**The request**
Rewrite the data below, changing every "drop a point" to "place a marker" and keeping everything else the same.

======== Record set

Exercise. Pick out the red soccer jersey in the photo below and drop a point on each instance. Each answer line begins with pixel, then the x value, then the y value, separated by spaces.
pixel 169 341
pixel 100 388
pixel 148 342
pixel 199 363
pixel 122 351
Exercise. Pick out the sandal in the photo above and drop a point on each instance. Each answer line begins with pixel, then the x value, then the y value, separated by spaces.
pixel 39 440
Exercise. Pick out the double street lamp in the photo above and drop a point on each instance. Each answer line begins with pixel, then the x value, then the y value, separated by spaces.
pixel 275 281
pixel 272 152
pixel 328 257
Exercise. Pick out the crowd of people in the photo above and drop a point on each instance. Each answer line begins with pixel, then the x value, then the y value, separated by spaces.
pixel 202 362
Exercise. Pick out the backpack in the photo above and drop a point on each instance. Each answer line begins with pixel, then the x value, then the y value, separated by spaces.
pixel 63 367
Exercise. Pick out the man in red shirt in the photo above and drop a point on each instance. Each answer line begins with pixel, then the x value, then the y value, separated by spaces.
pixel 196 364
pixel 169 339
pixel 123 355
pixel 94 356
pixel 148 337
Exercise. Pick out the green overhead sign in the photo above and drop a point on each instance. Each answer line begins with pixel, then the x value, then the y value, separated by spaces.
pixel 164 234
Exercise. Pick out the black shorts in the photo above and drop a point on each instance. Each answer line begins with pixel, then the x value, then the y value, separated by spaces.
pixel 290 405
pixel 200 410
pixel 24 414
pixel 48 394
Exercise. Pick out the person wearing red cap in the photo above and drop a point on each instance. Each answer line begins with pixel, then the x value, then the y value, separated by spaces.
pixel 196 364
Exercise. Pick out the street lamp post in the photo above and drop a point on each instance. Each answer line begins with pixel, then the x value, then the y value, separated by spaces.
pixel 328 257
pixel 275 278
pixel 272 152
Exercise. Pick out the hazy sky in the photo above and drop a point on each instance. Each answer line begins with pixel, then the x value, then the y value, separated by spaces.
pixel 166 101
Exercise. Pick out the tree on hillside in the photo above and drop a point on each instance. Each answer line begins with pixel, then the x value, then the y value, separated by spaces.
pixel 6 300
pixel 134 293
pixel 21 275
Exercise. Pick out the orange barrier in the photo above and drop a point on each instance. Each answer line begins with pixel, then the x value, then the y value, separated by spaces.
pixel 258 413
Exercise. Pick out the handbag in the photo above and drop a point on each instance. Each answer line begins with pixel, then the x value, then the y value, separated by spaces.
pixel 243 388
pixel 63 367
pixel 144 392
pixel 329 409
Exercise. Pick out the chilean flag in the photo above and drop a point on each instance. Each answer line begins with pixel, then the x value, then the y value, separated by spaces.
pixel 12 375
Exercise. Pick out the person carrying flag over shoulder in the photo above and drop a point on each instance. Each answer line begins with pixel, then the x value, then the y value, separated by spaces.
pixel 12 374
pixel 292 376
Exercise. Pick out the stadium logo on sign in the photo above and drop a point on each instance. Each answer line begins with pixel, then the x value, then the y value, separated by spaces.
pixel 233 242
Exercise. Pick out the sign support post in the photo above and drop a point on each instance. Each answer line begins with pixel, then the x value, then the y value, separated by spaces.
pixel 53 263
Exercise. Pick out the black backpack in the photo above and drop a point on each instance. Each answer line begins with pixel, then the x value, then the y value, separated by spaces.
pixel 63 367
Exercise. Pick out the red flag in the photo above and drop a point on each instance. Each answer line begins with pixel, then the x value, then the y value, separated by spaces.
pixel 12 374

================

**Result for this task**
Exercise. Pick out the red soccer jersey in the photo below and place a marker on each instance. Each answer line begins with pixel, then the x value, then the y value, separated by spaces.
pixel 169 341
pixel 100 388
pixel 148 342
pixel 199 363
pixel 122 351
Exercise. Pick out the sandal in the photo above and place a marker on each instance. Each answer line begins with pixel, then the x value, then the y value, separated by spaces.
pixel 39 440
Exercise. Pick out the double street lamp in the photo above and place a marker on each instance. Each answer line begins with pixel, then the x value, then the y value, separated by spaces.
pixel 275 281
pixel 272 152
pixel 328 257
Exercise. Pick out the crowd of people in the photo above and place a marker on each instance. Each answer line begins with pixel, then the x value, then the y value, separated by spaces.
pixel 202 362
Exercise. Pick out the backpack in the photo above and place a marker on each instance. Each answer line begins with pixel, then the x value, then the y value, separated by spaces.
pixel 63 367
Exercise. Pick out the man in red shirt in the photo above and place a marker on each instance. Each answer line begins with pixel, then the x value, then the y value, separated by spaces.
pixel 196 364
pixel 169 339
pixel 123 355
pixel 94 356
pixel 148 337
Exercise. Pick out the green overhead sign in the photo above and place a marker on each instance. Each answer line begins with pixel, then the x value, then the y value, separated by spaces.
pixel 164 234
Exercise. Pick out the black shorts in the photo above and place a marker on each instance. Each answer line begins with pixel, then the x value, then the y value, separated by spaces.
pixel 290 405
pixel 200 410
pixel 24 414
pixel 48 394
Exercise. Pick out the person wearing red cap in the photo above and place a marker on each instance. Each answer line begins with pixel, then the x value, then the y value, separated by spaces.
pixel 196 364
Exercise. Pick out the street lamp post in the photo above and place a marker on each instance. Each answer line begins with pixel, then the x value, then the y value, separated by spaces.
pixel 328 257
pixel 275 278
pixel 272 152
Exercise. Pick out the hazy sky in the photo above and place a marker on each instance. Each answer line begins with pixel, then the x value, then the y value, separated by spaces.
pixel 166 101
Exercise. Pick out the tree on hillside in the photo above and place a marker on each instance. Each answer line begins with pixel, then the x value, then the y value, separated by spaces.
pixel 6 300
pixel 134 293
pixel 21 275
Exercise. Pick out the orange barrier in the photo above and place a marker on each instance. Each answer line begins with pixel, then the x value, then the y value, separated by spaces.
pixel 258 413
Exercise. Pick out the handbag in the photo above and place a marker on each instance. Each answer line begins with pixel, then the x value, then the y value, separated by spaces.
pixel 243 388
pixel 63 367
pixel 144 392
pixel 329 409
Exercise. Pick out the chilean flag in the photo above and place a marker on each instance. Each answer line begins with pixel, then the x value, then the y value, separated by spaces.
pixel 12 375
Exercise. Pick out the person carrying flag over shoulder in the photo above and place a marker on each instance. Each answer line begins with pixel, then the x value, then the y value, separated by spaces.
pixel 12 374
pixel 292 376
Exercise. Pick out the stadium logo on sign in the photo above and place a marker on each instance. Each answer line begins with pixel, then the x value, then the y value, separated by spaces.
pixel 233 242
Exercise. Pick out the sign support post in the photo above and place a marker on each instance. Each answer line begins with pixel, then the x value, then the y value, separated by spaces.
pixel 53 263
Exercise. Pick out the black backpack in the photo above and place a marker on each instance. Each answer line begins with pixel, then the x value, then the y value, separated by spaces.
pixel 63 367
Exercise. Pick out the red flag in the photo above and place a marker on each instance. Each answer line begins with pixel, then the x value, then the y value, separated by spaces.
pixel 12 374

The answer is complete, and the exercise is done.